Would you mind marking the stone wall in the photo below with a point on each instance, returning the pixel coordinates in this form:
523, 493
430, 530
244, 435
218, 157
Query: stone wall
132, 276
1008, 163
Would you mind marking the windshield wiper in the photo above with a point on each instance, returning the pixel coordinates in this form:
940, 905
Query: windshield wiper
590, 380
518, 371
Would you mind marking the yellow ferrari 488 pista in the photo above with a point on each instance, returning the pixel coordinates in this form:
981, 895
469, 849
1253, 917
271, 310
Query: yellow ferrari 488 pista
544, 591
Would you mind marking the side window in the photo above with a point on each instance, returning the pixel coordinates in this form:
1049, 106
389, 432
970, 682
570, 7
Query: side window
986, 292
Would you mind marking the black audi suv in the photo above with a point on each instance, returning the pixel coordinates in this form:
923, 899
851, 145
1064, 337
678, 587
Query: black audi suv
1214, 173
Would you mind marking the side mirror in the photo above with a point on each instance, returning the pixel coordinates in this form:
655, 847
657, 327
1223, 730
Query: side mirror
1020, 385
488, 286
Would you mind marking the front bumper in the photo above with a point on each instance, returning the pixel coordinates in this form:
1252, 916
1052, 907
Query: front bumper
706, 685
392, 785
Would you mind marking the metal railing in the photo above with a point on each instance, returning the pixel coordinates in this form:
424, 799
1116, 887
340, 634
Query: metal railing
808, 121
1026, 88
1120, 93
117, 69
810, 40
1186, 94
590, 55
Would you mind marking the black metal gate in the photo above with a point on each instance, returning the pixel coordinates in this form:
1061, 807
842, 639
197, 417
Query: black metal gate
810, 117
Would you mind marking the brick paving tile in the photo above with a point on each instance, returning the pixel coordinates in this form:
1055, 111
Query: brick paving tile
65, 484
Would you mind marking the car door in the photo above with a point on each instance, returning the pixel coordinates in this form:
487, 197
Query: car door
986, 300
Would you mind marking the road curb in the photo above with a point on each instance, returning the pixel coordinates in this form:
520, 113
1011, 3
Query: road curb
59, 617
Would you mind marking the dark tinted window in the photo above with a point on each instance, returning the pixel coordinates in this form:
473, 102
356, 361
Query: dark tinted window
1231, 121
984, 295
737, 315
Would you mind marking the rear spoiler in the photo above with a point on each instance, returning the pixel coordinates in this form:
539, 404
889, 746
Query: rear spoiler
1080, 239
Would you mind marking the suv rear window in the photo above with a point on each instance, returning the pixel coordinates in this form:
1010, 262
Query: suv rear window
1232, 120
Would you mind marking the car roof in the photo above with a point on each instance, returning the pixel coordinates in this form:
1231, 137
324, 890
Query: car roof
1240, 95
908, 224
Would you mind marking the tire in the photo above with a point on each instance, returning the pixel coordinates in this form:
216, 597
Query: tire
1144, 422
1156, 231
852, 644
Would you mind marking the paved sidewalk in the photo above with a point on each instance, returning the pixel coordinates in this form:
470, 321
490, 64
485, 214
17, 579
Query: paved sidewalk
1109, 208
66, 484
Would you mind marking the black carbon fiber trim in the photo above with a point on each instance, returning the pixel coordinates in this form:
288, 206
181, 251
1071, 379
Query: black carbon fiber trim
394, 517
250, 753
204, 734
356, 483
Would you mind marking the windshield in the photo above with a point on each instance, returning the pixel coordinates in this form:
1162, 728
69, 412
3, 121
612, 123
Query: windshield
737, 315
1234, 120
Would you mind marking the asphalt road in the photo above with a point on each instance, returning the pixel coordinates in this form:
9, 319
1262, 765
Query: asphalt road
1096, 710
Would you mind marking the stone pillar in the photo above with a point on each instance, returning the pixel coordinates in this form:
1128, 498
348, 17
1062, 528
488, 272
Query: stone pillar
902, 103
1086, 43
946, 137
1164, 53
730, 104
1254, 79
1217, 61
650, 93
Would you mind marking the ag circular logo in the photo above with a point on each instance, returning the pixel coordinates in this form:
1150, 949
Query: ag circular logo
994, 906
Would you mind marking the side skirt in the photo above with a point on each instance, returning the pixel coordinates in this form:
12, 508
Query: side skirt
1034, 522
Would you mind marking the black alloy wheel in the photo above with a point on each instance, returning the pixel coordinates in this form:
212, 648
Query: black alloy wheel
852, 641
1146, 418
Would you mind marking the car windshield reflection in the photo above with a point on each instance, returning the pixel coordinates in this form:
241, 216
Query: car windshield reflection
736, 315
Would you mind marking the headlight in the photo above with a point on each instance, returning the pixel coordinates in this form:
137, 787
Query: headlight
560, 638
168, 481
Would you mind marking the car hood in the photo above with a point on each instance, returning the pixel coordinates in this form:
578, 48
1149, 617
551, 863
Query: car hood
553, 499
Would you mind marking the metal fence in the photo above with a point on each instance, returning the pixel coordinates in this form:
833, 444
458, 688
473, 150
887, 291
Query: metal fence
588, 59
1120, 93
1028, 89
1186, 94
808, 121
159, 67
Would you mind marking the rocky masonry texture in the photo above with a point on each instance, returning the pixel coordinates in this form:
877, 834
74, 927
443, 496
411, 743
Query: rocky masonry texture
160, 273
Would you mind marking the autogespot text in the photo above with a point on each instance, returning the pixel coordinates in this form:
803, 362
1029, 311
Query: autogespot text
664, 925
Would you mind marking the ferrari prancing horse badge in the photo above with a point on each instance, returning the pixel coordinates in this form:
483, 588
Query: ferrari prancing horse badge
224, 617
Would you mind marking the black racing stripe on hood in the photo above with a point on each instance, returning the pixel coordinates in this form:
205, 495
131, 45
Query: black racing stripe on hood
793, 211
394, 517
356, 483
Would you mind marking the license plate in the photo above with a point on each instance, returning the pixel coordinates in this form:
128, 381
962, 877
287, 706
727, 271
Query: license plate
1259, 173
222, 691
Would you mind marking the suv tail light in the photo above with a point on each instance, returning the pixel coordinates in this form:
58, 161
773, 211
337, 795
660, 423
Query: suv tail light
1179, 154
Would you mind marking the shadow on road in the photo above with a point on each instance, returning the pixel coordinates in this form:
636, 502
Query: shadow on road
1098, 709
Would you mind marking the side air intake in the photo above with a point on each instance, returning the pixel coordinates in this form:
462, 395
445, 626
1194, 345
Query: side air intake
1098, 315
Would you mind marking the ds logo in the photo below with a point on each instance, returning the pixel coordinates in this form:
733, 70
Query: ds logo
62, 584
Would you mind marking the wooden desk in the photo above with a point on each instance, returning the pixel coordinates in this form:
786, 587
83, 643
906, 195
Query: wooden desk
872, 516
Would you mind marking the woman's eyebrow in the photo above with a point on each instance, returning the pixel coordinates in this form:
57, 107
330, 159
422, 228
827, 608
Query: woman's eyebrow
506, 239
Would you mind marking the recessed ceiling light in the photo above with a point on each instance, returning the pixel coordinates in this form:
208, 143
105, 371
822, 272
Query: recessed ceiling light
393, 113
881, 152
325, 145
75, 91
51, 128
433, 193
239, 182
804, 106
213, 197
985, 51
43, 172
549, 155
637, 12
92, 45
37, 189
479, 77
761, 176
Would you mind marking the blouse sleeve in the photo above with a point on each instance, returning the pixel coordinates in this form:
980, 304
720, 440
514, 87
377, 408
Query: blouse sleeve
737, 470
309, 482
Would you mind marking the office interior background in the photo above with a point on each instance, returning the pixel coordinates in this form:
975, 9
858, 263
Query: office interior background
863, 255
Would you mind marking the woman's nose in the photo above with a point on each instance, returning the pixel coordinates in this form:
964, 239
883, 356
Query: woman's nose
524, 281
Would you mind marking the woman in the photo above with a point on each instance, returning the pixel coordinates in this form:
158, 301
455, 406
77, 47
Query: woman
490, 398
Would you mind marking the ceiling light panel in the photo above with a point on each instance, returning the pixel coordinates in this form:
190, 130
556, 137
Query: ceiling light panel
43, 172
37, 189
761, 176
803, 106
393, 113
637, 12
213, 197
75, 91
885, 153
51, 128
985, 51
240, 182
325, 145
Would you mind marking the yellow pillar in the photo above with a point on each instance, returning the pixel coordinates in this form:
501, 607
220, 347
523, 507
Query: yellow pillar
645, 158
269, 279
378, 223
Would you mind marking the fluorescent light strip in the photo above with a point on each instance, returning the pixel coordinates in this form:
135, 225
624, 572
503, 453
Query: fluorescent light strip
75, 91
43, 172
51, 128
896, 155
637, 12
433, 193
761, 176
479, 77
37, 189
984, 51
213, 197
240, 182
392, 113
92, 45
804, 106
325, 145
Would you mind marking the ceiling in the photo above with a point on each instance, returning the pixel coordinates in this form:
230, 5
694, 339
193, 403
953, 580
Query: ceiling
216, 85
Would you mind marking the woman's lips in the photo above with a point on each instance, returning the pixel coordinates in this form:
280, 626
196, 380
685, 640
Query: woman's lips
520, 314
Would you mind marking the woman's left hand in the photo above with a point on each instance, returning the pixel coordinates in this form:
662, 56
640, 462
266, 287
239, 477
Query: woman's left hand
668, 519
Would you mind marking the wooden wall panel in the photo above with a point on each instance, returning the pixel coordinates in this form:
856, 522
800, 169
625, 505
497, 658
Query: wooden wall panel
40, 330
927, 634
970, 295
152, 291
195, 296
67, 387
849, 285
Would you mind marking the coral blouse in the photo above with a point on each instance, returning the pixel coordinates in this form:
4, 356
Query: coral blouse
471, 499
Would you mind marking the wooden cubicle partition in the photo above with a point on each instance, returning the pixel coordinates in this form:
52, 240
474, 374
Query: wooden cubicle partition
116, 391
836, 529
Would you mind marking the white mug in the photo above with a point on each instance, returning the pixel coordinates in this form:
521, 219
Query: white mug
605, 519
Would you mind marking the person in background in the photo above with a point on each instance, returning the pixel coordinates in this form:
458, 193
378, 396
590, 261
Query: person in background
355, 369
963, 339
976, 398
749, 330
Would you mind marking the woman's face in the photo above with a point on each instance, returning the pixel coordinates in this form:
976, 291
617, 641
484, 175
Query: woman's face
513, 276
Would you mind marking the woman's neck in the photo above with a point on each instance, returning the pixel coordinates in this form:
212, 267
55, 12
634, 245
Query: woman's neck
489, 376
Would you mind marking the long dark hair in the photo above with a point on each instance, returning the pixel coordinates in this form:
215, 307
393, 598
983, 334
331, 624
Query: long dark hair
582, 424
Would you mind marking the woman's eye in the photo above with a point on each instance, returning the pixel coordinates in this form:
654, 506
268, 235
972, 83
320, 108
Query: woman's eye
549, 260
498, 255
* * *
#### [YOUR INSTRUCTIONS]
All lines of the entries above where "below" turns up should be reported.

#### [RESPONSE FOR THIS EXERCISE]
Would you mind marking the stone wall in the photo below with a point on each instance, returning the pixel coordinates in this form:
Would you mind marking the ds logo in the photo below with a point on each instance, returning the pixel coordinates in this form:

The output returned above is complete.